#### INFORMATION PROVIDED

§

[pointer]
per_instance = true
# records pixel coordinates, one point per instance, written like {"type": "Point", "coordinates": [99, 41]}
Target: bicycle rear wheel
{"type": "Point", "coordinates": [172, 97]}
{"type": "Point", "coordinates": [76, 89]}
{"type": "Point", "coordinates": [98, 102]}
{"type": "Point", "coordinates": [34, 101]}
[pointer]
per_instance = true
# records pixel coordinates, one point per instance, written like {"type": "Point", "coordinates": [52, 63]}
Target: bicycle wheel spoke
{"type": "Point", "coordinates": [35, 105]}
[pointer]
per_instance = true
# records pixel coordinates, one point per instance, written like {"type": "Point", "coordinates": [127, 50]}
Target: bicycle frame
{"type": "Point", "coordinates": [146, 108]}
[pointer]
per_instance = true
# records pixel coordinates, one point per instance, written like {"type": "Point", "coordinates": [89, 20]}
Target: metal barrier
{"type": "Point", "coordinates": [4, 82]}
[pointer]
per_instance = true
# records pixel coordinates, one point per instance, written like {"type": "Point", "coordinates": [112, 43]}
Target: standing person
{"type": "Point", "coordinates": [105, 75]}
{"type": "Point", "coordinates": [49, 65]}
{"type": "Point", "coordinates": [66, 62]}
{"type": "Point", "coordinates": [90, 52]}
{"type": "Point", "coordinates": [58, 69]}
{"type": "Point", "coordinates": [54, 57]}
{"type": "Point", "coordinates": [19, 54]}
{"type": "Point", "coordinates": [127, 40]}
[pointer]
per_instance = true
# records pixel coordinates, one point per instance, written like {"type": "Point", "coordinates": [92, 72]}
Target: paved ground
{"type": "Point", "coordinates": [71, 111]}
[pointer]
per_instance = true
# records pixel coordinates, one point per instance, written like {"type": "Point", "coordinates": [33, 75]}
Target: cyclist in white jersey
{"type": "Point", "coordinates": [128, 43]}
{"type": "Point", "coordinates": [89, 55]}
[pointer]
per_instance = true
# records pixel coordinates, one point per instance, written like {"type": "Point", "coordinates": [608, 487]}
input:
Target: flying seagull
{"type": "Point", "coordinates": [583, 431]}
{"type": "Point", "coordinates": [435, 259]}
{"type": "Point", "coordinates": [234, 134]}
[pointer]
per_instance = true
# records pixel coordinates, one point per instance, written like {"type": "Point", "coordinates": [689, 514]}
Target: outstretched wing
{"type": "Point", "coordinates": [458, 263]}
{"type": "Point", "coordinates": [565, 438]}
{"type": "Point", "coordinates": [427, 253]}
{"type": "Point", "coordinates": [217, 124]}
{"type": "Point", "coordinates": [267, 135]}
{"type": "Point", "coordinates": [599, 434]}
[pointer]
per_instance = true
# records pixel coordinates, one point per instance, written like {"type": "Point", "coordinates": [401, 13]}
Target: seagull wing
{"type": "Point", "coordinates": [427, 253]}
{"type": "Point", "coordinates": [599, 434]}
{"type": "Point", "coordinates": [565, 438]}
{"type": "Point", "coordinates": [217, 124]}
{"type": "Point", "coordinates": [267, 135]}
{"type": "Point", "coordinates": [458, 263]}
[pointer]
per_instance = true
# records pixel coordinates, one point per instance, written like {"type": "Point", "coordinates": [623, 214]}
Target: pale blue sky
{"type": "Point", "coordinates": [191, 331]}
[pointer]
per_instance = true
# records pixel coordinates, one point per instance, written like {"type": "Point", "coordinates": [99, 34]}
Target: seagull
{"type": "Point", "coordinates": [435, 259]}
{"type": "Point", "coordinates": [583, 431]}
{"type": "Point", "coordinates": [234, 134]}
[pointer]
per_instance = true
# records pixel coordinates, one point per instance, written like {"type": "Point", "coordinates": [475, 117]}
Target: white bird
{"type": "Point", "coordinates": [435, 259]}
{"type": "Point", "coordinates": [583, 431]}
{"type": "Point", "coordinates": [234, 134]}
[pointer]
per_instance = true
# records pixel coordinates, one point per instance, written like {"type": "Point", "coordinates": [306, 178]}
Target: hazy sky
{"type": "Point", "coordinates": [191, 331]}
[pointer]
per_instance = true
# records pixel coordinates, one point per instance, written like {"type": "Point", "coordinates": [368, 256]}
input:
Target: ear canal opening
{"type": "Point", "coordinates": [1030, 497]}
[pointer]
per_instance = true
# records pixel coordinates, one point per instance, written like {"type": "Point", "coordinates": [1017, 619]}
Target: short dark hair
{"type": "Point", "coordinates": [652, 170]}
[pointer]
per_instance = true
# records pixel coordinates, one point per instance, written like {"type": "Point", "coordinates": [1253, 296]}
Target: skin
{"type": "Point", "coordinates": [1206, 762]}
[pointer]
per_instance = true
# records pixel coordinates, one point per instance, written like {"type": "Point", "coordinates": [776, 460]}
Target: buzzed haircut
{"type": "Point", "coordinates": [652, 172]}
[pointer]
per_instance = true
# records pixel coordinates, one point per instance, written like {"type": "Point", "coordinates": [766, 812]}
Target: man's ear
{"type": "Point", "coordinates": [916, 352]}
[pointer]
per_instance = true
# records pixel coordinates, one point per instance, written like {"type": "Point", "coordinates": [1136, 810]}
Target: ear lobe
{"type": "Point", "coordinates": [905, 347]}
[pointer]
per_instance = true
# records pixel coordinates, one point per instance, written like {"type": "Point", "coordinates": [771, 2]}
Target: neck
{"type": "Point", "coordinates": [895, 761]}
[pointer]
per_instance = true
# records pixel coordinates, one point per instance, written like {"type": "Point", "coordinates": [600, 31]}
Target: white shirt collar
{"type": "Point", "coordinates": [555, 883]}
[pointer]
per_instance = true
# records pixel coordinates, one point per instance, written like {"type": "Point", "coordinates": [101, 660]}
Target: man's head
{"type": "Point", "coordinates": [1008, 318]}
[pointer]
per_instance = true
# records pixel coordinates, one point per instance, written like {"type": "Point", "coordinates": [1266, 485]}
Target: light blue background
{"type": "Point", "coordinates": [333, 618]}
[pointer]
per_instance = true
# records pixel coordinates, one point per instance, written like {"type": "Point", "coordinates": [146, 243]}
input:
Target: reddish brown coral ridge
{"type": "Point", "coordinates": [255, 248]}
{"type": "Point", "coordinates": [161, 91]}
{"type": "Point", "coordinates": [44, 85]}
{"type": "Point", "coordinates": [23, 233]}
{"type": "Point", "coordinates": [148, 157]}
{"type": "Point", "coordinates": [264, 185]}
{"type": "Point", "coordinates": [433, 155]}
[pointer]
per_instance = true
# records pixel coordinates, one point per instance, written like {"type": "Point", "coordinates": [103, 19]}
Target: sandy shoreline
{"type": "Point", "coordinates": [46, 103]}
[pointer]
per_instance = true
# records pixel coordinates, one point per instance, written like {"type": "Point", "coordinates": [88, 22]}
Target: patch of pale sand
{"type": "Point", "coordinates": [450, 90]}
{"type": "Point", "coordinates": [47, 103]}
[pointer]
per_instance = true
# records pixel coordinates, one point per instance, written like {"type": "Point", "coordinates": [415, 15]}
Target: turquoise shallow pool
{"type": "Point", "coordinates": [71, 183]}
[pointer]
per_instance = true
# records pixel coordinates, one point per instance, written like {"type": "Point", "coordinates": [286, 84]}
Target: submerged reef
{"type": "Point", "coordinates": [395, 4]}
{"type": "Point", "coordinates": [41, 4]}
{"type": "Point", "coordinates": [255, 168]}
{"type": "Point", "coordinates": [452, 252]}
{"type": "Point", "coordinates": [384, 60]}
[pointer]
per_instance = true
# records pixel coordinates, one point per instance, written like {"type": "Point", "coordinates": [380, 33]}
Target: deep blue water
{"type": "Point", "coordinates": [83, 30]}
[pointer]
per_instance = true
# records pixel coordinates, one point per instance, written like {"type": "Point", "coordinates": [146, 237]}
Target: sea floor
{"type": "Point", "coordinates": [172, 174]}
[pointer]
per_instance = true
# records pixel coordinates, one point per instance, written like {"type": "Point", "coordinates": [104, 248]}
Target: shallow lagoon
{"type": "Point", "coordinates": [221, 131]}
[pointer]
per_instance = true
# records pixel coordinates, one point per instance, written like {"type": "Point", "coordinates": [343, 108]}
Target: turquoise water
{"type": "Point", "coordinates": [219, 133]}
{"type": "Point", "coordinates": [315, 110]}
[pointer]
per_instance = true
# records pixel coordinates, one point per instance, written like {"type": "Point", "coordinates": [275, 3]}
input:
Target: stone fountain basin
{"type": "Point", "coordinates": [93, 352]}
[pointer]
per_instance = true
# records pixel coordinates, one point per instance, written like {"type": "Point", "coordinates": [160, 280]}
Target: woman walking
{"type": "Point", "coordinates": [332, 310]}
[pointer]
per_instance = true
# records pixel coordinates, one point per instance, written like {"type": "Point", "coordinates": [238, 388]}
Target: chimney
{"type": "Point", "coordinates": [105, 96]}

§

#### EXERCISE AIM
Pull out every line of the items above that contains the word "turquoise", matching case exactly.

#### TASK OUTPUT
Target: turquoise shallow pool
Target: turquoise water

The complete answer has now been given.